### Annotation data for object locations
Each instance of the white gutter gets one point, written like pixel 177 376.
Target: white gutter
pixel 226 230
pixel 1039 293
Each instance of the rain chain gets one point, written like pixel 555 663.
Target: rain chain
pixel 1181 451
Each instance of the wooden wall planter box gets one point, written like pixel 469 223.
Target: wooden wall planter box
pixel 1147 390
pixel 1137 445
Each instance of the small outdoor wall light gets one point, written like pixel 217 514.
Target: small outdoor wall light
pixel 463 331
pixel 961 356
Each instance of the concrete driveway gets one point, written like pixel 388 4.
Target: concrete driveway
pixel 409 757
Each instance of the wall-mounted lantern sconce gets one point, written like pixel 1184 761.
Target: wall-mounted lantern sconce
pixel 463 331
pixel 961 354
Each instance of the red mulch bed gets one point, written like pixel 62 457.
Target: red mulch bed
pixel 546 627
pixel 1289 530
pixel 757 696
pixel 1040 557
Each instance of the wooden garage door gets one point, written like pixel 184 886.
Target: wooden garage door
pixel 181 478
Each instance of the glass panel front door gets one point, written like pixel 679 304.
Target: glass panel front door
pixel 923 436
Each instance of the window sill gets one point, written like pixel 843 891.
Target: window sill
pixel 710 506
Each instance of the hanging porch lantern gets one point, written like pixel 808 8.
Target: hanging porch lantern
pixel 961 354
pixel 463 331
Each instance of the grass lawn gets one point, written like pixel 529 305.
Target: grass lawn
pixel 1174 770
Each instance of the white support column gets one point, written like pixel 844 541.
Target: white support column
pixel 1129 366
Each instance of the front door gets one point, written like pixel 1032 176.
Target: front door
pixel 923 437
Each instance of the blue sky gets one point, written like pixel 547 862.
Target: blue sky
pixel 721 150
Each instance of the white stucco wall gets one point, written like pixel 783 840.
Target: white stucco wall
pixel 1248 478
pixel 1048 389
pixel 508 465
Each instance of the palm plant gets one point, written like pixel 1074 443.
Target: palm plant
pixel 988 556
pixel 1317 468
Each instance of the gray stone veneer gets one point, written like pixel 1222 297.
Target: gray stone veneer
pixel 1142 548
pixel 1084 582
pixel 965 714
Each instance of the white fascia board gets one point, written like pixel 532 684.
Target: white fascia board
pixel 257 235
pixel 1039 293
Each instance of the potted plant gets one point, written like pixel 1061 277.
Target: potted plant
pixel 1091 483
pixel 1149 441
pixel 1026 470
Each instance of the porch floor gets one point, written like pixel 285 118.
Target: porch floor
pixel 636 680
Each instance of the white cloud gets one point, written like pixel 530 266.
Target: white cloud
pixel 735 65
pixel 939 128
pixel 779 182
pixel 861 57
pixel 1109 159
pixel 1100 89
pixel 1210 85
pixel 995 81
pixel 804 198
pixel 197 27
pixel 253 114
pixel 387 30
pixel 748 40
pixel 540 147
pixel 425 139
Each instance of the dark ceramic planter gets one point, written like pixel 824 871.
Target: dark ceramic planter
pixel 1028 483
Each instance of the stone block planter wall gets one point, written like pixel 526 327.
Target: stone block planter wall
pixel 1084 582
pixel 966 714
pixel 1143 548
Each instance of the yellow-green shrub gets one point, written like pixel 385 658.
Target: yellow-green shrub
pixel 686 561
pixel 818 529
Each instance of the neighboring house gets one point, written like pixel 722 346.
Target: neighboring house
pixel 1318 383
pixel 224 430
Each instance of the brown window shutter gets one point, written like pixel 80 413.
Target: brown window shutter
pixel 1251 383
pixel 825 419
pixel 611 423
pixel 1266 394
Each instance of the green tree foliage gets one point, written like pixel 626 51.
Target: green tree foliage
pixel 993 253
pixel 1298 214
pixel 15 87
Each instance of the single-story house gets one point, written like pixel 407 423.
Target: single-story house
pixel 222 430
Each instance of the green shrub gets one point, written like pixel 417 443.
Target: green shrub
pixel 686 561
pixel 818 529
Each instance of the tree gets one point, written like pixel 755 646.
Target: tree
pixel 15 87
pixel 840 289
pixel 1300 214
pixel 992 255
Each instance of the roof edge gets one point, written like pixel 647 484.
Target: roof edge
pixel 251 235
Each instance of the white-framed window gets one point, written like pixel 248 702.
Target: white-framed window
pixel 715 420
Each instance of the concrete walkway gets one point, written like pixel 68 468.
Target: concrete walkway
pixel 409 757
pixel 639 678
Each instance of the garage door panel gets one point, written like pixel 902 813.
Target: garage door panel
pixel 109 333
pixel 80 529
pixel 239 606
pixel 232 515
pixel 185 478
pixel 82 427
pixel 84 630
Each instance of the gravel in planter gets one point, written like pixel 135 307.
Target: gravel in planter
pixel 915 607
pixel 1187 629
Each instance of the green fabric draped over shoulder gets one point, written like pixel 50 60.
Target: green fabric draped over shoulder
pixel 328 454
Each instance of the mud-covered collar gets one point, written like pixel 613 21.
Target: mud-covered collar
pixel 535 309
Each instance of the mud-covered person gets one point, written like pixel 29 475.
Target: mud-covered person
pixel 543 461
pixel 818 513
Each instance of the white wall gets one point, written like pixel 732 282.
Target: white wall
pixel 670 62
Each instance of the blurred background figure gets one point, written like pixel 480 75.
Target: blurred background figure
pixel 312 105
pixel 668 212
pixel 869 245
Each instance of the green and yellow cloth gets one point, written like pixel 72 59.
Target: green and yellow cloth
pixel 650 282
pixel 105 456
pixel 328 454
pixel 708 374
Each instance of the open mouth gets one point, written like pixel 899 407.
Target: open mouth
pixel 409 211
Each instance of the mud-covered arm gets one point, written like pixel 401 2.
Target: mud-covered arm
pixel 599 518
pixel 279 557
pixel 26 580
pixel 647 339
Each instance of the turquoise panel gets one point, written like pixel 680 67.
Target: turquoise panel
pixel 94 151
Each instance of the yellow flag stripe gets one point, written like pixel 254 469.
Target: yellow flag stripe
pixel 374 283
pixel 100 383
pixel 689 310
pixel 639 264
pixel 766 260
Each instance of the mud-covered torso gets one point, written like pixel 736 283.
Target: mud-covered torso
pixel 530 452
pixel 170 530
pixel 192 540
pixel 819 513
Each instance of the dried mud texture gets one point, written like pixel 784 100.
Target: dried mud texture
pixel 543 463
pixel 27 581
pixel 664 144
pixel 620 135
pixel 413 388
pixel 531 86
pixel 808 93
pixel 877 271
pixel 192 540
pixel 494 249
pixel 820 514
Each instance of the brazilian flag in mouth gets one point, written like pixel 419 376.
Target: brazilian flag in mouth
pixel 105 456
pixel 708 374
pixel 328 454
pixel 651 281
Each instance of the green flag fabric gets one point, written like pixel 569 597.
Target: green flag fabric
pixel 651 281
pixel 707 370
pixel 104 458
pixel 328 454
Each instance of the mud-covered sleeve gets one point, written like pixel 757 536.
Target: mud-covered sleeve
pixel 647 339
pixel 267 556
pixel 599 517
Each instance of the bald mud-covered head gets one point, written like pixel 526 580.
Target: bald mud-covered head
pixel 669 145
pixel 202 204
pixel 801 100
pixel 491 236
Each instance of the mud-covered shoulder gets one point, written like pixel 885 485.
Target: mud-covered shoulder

### Short problem
Please present all of the data above as a numbered list, leaving out any blank lines.

### Full answer
1. Each instance of the white gutter gets one point, written like pixel 177 376.
2. Target: white gutter
3. pixel 226 230
4. pixel 1039 293
5. Each instance of the rain chain gets one point, written like pixel 555 663.
6. Target: rain chain
7. pixel 1181 451
8. Each instance of the wooden wall planter box gets one point, written like pixel 469 223.
9. Target: wooden wall planter box
10. pixel 1147 390
11. pixel 1137 445
12. Each instance of the small outdoor wall light gets one point, written like pixel 217 514.
13. Target: small outdoor wall light
14. pixel 463 331
15. pixel 961 356
16. Each instance of the concrete driveway gets one point, written like pixel 388 4.
17. Target: concrete driveway
18. pixel 409 757
19. Each instance of the wall-mounted lantern sconce gets one point, written like pixel 1184 761.
20. Target: wall-mounted lantern sconce
21. pixel 463 331
22. pixel 961 354
23. Each instance of the red mulch bed gets one point, written like pixel 62 457.
24. Target: red mulch bed
25. pixel 546 627
26. pixel 1289 530
27. pixel 757 696
28. pixel 1040 557
29. Each instance of the wooden garage door gets one point, written like pixel 184 886.
30. Target: wooden garage door
31. pixel 181 478
32. Each instance of the glass panel front door gets one point, written like pixel 679 304.
33. Target: glass panel front door
34. pixel 923 436
35. Each instance of the window sill gets one point, written like pixel 843 891.
36. Target: window sill
37. pixel 710 506
38. Each instance of the hanging porch lantern gets one point, written like pixel 808 8.
39. Target: hanging porch lantern
40. pixel 961 354
41. pixel 463 331
42. Each instance of the grass lawn gets one point, written like pixel 529 305.
43. Target: grass lawn
44. pixel 1174 770
45. Each instance of the white support column gets one point, written like pixel 844 541.
46. Target: white support column
47. pixel 1129 366
48. Each instance of the front door gets one point, written like pixel 1032 176.
49. Target: front door
50. pixel 923 437
51. Each instance of the blue sky gets one point, written like pixel 547 862.
52. Target: blue sky
53. pixel 721 150
54. Each instance of the white stucco wall gets one point, written like pixel 783 840.
55. Target: white stucco wall
56. pixel 1248 478
57. pixel 1048 389
58. pixel 508 465
59. Each instance of the palm plant gets one point, written like pixel 1074 443.
60. Target: palm plant
61. pixel 988 556
62. pixel 1317 468
63. Each instance of the gray stone veneer gets one point, written like pixel 1222 297.
64. Target: gray stone veneer
65. pixel 1142 548
66. pixel 1084 582
67. pixel 965 714
68. Each instance of the white fascia board gets one point, written like pixel 532 684.
69. Target: white fascia board
70. pixel 257 235
71. pixel 1039 293
72. Each instance of the potted plant gets one point, written like pixel 1061 277.
73. Target: potted plant
74. pixel 1091 483
75. pixel 1149 441
76. pixel 1026 470
77. Each instance of the porch floor gets one point, written like pixel 285 118.
78. Target: porch floor
79. pixel 636 680
80. Each instance of the white cloud gets one point, written like pixel 530 266.
81. Target: white cloud
82. pixel 735 65
83. pixel 939 128
84. pixel 779 182
85. pixel 861 57
86. pixel 1109 159
87. pixel 1100 89
88. pixel 1210 85
89. pixel 995 81
90. pixel 804 198
91. pixel 197 27
92. pixel 253 114
93. pixel 387 30
94. pixel 748 40
95. pixel 540 147
96. pixel 425 139
97. Each instance of the dark ceramic planter gets one point, written like pixel 824 871.
98. Target: dark ceramic planter
99. pixel 1028 483
100. Each instance of the stone block planter wall gets one point, written like pixel 526 327.
101. Target: stone block planter wall
102. pixel 1084 582
103. pixel 966 714
104. pixel 1143 548
105. Each instance of the yellow-green shrub gets one point, written like pixel 385 658.
106. Target: yellow-green shrub
107. pixel 686 561
108. pixel 818 529
109. Each instance of the neighboring house gets one point, written like pixel 722 346.
110. Target: neighboring house
111. pixel 1318 383
112. pixel 224 430
113. Each instance of the brown window shutter gets one point, written like pixel 80 413.
114. Target: brown window shutter
115. pixel 1251 383
116. pixel 825 419
117. pixel 611 423
118. pixel 1266 394
119. Each instance of the green tree foliage gets one point, written like pixel 626 51.
120. Target: green tree foliage
121. pixel 993 253
122. pixel 1298 214
123. pixel 15 87
124. Each instance of the single-story house gets one point, written like pixel 407 423.
125. Target: single-story house
126. pixel 222 430
127. Each instance of the green shrub gets one point, written like pixel 417 443.
128. Target: green shrub
129. pixel 686 561
130. pixel 818 529
131. Each instance of the tree gets one point, written like pixel 755 646.
132. Target: tree
133. pixel 15 87
134. pixel 840 289
135. pixel 1300 214
136. pixel 992 255
137. Each instance of the roof edge gets one point, written like pixel 647 484.
138. Target: roof edge
139. pixel 251 235
140. Each instance of the white-framed window gets one point, written like pixel 248 702.
141. Target: white-framed window
142. pixel 715 420
143. Each instance of the concrete walkway gets one point, written like pixel 68 468.
144. Target: concrete walkway
145. pixel 409 757
146. pixel 639 678
147. Each instance of the garage door panel gets one point, written like pixel 902 813.
148. Target: garage door panel
149. pixel 109 333
150. pixel 80 529
151. pixel 239 606
152. pixel 232 515
153. pixel 185 478
154. pixel 82 427
155. pixel 84 630
156. Each instance of the gravel in planter gets one point, written like pixel 135 307.
157. Target: gravel in planter
158. pixel 915 607
159. pixel 1187 629
160. Each instance of the green fabric draped over shoulder gets one point, written like pixel 50 60.
161. Target: green fabric draped over shoulder
162. pixel 328 454
163. Each instance of the mud-covered collar gets one point, written like pixel 613 21.
164. Target: mud-covered collar
165. pixel 535 309
166. Each instance of the mud-covered person gets one point, written like pixel 29 475.
167. Target: mud-covered person
168. pixel 543 461
169. pixel 818 513
170. Each instance of the white wall gets one point, written like pixel 732 282.
171. Target: white wall
172. pixel 670 62
173. Each instance of the blurred background figure gets one point, written like pixel 480 75.
174. Target: blurred background figure
175. pixel 312 105
176. pixel 668 212
177. pixel 869 245
178. Each instance of the green and yellow cloth gets one point, written like pixel 72 59.
179. Target: green and yellow cloth
180. pixel 650 282
181. pixel 105 456
182. pixel 328 454
183. pixel 708 374
184. Each instance of the open mouth gets one point, written like pixel 899 407.
185. Target: open mouth
186. pixel 409 211
187. Each instance of the mud-covered arm gets one point, written like pixel 401 2.
188. Target: mud-covered arm
189. pixel 599 518
190. pixel 279 557
191. pixel 26 580
192. pixel 647 339
193. Each instance of the turquoise panel gets one point, written like pixel 680 67.
194. Target: turquoise panel
195. pixel 94 151
196. Each instance of the yellow flag stripe gets one point, written like pixel 254 469.
197. Target: yellow flag stripe
198. pixel 374 283
199. pixel 100 383
200. pixel 689 310
201. pixel 639 264
202. pixel 766 260
203. Each instance of the mud-covered torso gets one point, written like pixel 736 283.
204. Target: mud-covered torso
205. pixel 530 452
206. pixel 170 530
207. pixel 192 540
208. pixel 819 513
209. Each instance of the dried mud texture gets one point, written like pixel 784 100.
210. Target: dried mud texture
211. pixel 543 463
212. pixel 27 581
213. pixel 664 144
214. pixel 620 135
215. pixel 413 388
216. pixel 531 86
217. pixel 808 93
218. pixel 877 271
219. pixel 192 540
220. pixel 494 249
221. pixel 820 514
222. Each instance of the brazilian flag in mouth gets one point, written like pixel 419 376.
223. Target: brazilian flag in mouth
224. pixel 105 456
225. pixel 708 374
226. pixel 328 454
227. pixel 651 281
228. Each instance of the green flag fabric gets one point, written like pixel 569 597.
229. Target: green flag fabric
230. pixel 651 281
231. pixel 707 370
232. pixel 104 458
233. pixel 328 454
234. Each instance of the mud-covered sleeve gets one point, written like pixel 757 536.
235. Target: mud-covered sleeve
236. pixel 647 339
237. pixel 267 556
238. pixel 599 517
239. Each instance of the bald mud-covered head gets one point, written like pixel 526 580.
240. Target: bald mud-covered head
241. pixel 669 145
242. pixel 202 204
243. pixel 801 100
244. pixel 491 236
245. Each instance of the mud-covered shoulder gets one point, written like pixel 885 485.
246. Target: mud-covered shoulder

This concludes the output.